What to produce:
From the data below, pull out each line that contains the word "truck". Case matters, so match capital and lowercase letters exactly.

Material provided:
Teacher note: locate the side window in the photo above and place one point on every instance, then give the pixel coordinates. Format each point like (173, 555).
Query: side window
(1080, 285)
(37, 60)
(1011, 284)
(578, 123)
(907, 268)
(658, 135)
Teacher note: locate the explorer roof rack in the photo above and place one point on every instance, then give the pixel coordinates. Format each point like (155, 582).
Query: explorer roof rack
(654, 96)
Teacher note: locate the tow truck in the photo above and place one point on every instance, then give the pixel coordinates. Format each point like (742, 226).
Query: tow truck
...
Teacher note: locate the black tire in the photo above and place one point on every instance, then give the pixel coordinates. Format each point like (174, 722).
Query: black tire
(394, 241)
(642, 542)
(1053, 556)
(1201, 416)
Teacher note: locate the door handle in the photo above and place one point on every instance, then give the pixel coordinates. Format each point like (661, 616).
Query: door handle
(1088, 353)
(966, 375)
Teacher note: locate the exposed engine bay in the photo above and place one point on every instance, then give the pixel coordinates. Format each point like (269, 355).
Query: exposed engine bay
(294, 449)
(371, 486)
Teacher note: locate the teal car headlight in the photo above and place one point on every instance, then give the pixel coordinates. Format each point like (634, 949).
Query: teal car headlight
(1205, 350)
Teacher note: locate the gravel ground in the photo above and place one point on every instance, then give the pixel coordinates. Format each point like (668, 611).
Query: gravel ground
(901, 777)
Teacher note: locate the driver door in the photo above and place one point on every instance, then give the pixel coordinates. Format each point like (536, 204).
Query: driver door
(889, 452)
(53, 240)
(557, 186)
--
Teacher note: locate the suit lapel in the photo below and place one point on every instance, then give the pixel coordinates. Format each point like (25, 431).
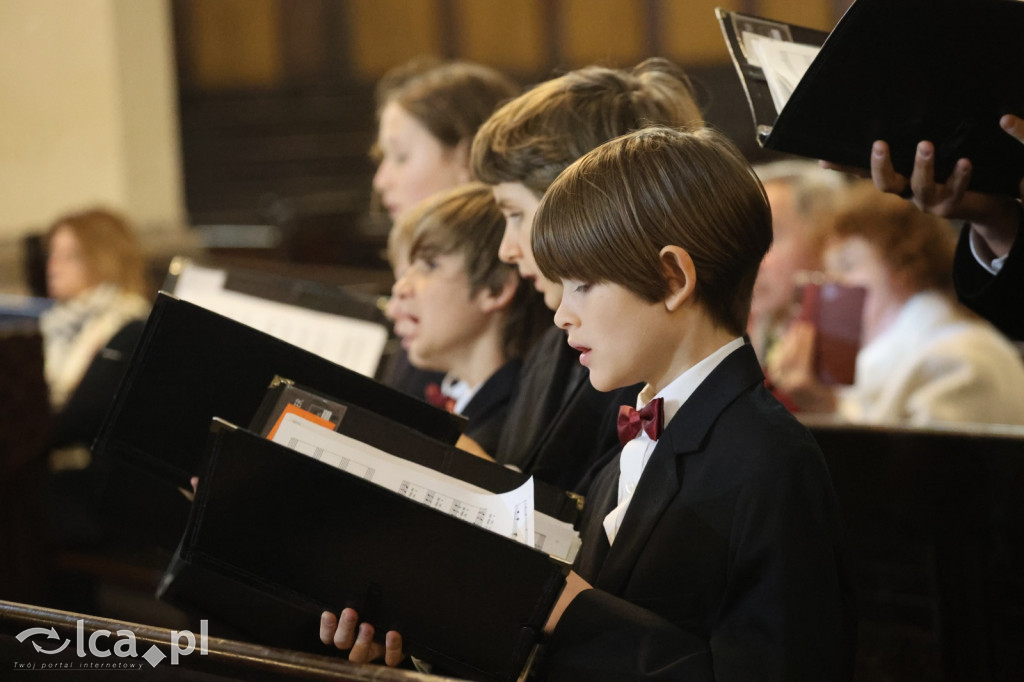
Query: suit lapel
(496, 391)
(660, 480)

Solution for this problem:
Teacher note: locate the tow truck in the photo above and place one point on every instance, then give the pixel coordinates. Format each point like (742, 226).
Query: tow truck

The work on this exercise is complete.